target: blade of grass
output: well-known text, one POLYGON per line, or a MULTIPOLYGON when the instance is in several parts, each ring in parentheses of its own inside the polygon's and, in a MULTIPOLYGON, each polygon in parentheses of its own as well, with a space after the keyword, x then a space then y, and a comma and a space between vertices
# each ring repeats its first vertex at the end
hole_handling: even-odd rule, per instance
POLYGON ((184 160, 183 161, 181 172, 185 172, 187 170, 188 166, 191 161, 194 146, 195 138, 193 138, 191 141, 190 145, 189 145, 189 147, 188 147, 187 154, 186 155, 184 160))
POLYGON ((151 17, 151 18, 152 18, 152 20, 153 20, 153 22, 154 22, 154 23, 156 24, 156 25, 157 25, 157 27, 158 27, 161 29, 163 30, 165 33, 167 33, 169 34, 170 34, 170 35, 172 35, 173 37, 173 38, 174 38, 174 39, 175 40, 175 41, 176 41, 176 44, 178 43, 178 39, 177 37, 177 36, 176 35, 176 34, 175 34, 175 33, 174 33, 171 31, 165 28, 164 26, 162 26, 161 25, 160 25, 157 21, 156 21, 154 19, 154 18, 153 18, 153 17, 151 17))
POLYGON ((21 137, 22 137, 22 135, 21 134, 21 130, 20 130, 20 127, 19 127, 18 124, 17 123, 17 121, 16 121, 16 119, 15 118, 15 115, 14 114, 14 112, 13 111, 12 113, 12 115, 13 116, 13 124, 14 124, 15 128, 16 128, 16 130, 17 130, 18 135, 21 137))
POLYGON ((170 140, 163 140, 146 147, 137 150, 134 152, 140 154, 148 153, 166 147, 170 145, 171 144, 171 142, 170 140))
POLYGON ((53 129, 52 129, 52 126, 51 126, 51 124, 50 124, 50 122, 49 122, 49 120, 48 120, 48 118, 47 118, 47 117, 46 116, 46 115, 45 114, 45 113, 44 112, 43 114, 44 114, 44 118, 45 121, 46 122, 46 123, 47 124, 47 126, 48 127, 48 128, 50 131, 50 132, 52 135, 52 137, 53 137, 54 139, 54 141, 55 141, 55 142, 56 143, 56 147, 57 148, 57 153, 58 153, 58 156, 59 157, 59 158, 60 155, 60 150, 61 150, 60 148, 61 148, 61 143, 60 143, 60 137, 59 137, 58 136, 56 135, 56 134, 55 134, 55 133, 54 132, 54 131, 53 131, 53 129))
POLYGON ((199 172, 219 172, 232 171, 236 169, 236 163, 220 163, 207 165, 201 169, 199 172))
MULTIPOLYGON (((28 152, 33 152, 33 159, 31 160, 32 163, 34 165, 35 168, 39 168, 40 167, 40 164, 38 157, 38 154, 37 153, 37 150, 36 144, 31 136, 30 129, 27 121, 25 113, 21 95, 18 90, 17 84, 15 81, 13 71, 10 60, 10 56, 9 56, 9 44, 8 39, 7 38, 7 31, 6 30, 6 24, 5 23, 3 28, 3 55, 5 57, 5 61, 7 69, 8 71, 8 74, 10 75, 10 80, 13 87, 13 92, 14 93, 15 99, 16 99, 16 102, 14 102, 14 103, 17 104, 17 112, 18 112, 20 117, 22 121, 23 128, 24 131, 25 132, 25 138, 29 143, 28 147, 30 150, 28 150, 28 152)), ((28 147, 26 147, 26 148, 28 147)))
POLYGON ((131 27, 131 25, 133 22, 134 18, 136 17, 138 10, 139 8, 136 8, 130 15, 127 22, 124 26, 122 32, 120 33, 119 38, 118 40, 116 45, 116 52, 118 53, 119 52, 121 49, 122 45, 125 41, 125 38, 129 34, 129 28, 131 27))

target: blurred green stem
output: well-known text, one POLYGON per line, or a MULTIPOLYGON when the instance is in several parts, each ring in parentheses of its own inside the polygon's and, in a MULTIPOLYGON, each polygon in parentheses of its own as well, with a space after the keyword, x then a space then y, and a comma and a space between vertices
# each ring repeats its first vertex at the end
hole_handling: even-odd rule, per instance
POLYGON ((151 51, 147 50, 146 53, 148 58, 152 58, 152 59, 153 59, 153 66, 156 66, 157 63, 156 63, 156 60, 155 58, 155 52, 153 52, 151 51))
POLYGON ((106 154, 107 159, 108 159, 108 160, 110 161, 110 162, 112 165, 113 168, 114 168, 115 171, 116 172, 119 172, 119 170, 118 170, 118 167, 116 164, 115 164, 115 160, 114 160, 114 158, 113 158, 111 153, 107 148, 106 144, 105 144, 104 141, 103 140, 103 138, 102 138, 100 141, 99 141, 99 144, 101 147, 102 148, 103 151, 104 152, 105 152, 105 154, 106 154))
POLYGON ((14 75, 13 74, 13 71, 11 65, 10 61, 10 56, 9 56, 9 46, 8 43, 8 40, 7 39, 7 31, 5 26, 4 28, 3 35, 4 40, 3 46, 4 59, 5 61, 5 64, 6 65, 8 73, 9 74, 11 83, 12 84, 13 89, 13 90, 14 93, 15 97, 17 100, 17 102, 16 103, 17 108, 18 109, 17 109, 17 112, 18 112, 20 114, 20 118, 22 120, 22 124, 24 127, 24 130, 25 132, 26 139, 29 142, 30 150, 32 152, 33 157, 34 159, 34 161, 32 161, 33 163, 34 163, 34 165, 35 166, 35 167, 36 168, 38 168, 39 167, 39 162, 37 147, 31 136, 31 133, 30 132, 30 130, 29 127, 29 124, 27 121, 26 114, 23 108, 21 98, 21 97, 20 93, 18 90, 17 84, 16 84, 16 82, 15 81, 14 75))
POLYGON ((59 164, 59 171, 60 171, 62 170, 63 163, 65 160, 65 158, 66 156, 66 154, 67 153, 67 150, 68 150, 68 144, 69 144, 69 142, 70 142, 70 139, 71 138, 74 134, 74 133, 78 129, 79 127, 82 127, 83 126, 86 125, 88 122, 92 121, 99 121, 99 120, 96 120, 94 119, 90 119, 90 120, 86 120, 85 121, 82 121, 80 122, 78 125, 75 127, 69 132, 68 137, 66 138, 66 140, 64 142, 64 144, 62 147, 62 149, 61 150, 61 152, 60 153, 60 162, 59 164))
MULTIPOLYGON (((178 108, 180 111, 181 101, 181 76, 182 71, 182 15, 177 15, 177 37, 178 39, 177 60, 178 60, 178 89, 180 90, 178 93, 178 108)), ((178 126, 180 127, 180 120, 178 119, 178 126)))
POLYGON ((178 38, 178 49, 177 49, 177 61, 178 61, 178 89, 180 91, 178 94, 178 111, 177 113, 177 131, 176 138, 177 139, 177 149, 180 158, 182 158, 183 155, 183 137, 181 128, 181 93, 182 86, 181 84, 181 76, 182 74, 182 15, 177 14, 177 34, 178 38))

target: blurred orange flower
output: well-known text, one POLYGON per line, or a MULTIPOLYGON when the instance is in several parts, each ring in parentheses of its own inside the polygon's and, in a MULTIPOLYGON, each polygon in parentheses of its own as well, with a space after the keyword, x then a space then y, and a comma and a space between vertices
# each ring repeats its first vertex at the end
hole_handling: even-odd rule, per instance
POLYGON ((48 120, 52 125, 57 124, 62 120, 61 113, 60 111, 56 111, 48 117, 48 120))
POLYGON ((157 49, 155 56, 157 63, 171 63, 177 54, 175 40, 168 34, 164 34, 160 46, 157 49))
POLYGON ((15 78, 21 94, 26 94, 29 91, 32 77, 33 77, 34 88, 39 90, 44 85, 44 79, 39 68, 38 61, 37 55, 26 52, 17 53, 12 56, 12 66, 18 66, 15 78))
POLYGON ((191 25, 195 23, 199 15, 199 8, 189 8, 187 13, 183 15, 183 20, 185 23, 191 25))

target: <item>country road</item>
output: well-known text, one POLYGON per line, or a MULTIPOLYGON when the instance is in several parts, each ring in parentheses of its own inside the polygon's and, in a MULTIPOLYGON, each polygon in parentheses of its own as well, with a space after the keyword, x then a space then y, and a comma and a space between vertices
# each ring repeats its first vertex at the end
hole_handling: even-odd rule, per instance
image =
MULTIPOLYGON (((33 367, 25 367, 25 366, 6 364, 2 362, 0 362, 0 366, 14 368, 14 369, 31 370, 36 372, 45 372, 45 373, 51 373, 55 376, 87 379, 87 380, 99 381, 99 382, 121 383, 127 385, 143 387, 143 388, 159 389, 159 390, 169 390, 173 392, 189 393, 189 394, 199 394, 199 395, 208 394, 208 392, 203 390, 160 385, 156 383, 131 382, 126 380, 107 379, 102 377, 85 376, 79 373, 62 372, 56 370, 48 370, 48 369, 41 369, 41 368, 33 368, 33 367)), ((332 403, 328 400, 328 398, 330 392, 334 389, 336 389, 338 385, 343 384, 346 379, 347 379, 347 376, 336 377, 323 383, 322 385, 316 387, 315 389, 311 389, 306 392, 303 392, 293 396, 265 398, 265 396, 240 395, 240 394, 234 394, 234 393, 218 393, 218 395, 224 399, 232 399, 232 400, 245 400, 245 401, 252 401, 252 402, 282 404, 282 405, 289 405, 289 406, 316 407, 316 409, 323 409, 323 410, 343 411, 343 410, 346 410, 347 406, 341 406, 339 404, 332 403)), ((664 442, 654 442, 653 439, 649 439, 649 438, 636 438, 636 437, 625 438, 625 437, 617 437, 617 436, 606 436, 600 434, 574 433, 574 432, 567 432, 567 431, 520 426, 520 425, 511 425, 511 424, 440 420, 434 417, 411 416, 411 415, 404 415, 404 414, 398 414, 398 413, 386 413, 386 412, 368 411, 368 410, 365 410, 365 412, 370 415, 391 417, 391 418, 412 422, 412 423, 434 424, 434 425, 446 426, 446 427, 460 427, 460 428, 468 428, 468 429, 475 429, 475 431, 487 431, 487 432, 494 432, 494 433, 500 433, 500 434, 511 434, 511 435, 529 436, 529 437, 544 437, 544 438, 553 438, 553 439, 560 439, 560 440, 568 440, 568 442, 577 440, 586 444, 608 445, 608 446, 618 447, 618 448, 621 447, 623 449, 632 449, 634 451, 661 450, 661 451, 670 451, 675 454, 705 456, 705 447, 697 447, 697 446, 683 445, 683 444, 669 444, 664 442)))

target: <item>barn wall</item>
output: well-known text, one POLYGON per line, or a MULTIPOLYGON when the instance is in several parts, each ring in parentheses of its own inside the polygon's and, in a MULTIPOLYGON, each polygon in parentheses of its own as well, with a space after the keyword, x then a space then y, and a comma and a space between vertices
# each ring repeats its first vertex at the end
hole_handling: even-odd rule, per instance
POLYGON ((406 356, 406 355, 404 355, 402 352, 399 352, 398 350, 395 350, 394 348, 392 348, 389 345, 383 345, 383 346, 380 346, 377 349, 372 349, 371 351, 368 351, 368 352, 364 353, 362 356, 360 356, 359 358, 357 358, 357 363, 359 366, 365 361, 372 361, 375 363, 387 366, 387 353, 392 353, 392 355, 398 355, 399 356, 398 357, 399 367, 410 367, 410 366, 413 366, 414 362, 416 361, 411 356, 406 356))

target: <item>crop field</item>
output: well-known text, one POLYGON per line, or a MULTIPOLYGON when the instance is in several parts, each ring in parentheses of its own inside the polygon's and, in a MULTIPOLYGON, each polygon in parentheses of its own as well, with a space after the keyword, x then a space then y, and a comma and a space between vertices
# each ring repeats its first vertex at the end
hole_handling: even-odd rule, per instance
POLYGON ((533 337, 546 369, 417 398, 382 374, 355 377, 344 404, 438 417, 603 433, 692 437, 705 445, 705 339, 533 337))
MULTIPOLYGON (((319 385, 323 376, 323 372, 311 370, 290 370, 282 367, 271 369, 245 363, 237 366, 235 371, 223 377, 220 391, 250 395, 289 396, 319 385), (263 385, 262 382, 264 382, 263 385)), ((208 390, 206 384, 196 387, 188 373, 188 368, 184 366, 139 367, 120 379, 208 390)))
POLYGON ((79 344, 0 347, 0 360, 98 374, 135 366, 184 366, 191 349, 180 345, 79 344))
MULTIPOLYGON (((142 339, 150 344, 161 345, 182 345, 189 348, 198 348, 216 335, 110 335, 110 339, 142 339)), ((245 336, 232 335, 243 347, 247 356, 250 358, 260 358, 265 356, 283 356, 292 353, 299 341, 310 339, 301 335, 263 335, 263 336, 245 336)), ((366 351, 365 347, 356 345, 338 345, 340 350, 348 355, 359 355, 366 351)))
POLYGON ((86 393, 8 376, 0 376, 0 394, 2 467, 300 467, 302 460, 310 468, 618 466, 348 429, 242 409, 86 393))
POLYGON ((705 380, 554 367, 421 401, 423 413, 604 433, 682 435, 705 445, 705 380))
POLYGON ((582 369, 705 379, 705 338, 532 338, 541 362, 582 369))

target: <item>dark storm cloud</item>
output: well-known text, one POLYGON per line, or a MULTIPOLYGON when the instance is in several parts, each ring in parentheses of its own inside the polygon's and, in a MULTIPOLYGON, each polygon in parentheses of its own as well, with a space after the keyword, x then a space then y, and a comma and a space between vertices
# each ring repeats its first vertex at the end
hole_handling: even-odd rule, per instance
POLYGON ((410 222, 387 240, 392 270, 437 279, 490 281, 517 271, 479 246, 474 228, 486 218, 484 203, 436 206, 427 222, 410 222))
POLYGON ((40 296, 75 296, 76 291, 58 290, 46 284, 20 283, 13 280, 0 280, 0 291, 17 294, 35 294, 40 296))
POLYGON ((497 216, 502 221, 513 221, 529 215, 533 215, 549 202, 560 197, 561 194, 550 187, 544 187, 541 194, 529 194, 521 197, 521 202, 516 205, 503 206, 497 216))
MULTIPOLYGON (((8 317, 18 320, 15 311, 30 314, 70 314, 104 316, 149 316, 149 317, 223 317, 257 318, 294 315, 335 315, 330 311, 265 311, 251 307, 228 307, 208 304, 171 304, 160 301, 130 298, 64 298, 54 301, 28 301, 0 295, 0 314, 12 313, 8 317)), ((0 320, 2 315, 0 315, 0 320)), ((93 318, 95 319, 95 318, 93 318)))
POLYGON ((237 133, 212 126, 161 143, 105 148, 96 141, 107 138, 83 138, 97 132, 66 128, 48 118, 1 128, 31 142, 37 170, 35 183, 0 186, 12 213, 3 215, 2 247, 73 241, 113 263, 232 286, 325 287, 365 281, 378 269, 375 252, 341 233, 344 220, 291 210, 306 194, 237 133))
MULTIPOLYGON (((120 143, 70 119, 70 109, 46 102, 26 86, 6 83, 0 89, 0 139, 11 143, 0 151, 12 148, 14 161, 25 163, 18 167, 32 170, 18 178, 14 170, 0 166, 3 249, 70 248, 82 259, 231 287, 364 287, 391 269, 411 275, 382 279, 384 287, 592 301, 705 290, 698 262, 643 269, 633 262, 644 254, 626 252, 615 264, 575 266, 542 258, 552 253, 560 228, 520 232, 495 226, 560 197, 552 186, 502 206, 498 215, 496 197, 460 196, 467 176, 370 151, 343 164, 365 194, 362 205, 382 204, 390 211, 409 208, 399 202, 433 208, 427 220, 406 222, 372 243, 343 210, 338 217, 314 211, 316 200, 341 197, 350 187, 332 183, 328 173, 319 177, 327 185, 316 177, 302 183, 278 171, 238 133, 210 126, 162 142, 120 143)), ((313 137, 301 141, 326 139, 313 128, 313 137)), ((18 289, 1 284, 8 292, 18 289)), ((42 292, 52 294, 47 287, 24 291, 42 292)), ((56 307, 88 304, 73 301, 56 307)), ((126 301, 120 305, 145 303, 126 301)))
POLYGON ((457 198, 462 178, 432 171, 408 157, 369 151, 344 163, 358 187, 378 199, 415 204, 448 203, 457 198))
____
## Given task
Format the stretch of the data from its first line through the line containing "POLYGON ((151 17, 151" as a numbered list, omitting any blank lines.

## Task output
1. target: blade of grass
2. output: well-known text, one POLYGON per line, or a MULTIPOLYGON when the instance is in several parts, each ring in parentheses of its own inside the polygon's and, in a MULTIPOLYGON, each polygon in parentheses of its own as well, with a space after the keyword, x then a space then y, and a comma and a space between vertices
3. # each ring repeats its first vertex at the end
4. hole_handling: even-odd rule, per instance
5. POLYGON ((184 160, 183 161, 181 172, 185 172, 187 170, 188 166, 191 161, 194 146, 195 138, 193 138, 191 141, 190 145, 189 145, 189 147, 188 147, 187 154, 186 155, 184 160))
6. POLYGON ((151 17, 151 18, 152 18, 152 20, 153 20, 153 22, 154 22, 154 23, 156 24, 156 25, 157 25, 157 27, 158 27, 161 29, 163 30, 165 33, 167 33, 169 34, 170 34, 170 35, 172 35, 173 37, 173 38, 174 38, 174 39, 175 40, 175 41, 176 41, 176 44, 178 43, 178 39, 177 37, 177 36, 176 35, 176 34, 175 34, 175 33, 174 33, 171 31, 165 28, 164 26, 162 26, 161 25, 160 25, 157 21, 156 21, 154 19, 154 18, 153 18, 153 17, 151 17))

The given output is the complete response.